───── Fragmento ─────

Porque, por otra parte, esos mismos
funcionarios tienen también sus derechos —y sus deberes antes quienes los
eligieron— y tratarán de limitar que esa política nacional afecte a sus
territorios. Pero, ¿cómo impedirlo si involuntariamente han sido colocados en
el centro del problema? Y qué precio están dispuestos a pagar, no esos mismos
electores sino todos los residentes en esta ciudad, cuando el empecinamiento en
posiciones anteriores implique desde la pérdida de negocios hasta
incomodidades. ¿Qué sentido tiene oponerse a la apertura de un consulado cubano
en Miami, cuando esta ciudad será el centro ideal para la tramitación de visas,
pasaportes y otros documentos, por la cantidad de posibles viajeros y la cercanía
con la isla?
Más allá de la retórica política, el
procedimiento establecido para que un estadounidense viajara a la isla, por el
Departamento del Tesoro de EEUU, era la principal garantía para que las
limitadas ganancias producto de la visita fueran a parar a los establecimientos
turísticos propiedad del Estado cubano. En igual medida, las restricciones en
los vuelos de los cubanoamericanos imponían la necesidad de recurrir a vuelos
fletados y agencias de viaje y “charteadores” autorizados tanto por el gobierno
estadounidense como permitidas por el régimen de La Habana.
Las nuevas medidas abren la posibilidad
de un cambio en la forma tradicional “de hacer negocios” por parte de La
Habana. Por décadas imperó la mentalidad de la limitación, con el objetivo de
sacar lo máximo a los menos (cubanoamericanos). Pero la alternativa actual es
que esos menos (cubanoamericanos) ya son más (al ampliar las categorías de
viajes de los estadounidenses) y dentro de pocos sean muchos (con el turismo
estadounidense ilimitado).
De pronto —y el dato ha sido escamoteado
persistentemente por quienes se oponen a los cambios— un estadounidense podrá
hospedarse en la vivienda de unos cubanos, sin tener que pagar su estancia a un
hotel en manos del gobierno, y mantener durante su viaje una cercanía con el
pueblo de la isla que no solo ha sido negada por el régimen —lo que siempre se
repite— sino también por Washington.
Está por verse si el gobierno de La
Habana aceptará el reto —un poco esquemáticamente podría catalogarse de un
cambio de la mentalidad de Fidel a la de Raúl— que implica permitir una menor
concentración del poder —económico— para obtener mayores ganancias. Ello
implica, en parte, el abandono del principio de la escasez como método
represivo y el ampliar el tránsito de un sistema totalitario a un régimen
autoritario que en pequeñas dosis se realiza en Cuba.
Si la política en Miami se define por su
carácter reactivo frente a lo que ocurre en la isla —la iniciativa se perdió en
esta ciudad hace décadas—, el nuevo escenario implicará una reacción profunda.
¿Podrá esta ciudad mantenerse al margen de un cambio de esta naturaleza llegado
desde La Habana? Apostar a un “nuevo castrismo” es insensato. No se trata de
eso. El error sostenido por años desde el exilio es intentar todos los días una
nueva “estrategia” —que en muchos casos no pasa de una entelequia producto de
tres o cuatro— cuando el enemigo se ha definido en su actuación por ser el
único táctico en un país caracterizado históricamente por producir estrategas:
en ello no se distinguen Raúl y Fidel Castro: ambos comparten igual mentalidad.

───── Material proporcionado ─────

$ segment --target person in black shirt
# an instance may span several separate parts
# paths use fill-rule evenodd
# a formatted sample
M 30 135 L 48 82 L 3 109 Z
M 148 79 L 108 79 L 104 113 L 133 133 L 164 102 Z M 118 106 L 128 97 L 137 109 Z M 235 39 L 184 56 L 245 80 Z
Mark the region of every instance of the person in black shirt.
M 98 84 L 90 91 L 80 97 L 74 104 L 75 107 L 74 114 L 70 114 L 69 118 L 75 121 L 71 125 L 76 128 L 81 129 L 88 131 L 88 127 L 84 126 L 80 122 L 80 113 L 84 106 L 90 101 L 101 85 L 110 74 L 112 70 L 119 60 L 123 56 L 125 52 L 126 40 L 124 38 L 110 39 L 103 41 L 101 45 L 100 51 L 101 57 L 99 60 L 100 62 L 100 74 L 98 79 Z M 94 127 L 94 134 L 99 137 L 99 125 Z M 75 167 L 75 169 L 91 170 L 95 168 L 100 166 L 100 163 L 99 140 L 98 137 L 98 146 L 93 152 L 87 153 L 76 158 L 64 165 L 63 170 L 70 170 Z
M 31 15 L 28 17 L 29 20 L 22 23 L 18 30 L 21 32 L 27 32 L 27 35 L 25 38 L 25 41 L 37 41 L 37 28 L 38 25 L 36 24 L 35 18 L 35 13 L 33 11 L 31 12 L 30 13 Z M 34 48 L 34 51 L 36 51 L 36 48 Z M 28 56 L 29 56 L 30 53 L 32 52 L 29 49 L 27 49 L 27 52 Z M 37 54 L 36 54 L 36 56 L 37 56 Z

─────

Encargo 1 :: Enumera todas las expresiones que el fragmento sobre Cuba y Miami pone entre comillas.
Encargo 2 :: Devuelve sin alterarlo el pasaje del fragmento que comienza en las palabras "Si la política" y termina tras "una reacción profunda.".

Resultado correcto 1 :: “charteadores”, “de hacer negocios”, “nuevo castrismo”, “estrategia”

Resultado correcto 2 ::
Si la política en Miami se define por su
carácter reactivo frente a lo que ocurre en la isla —la iniciativa se perdió en
esta ciudad hace décadas—, el nuevo escenario implicará una reacción profunda.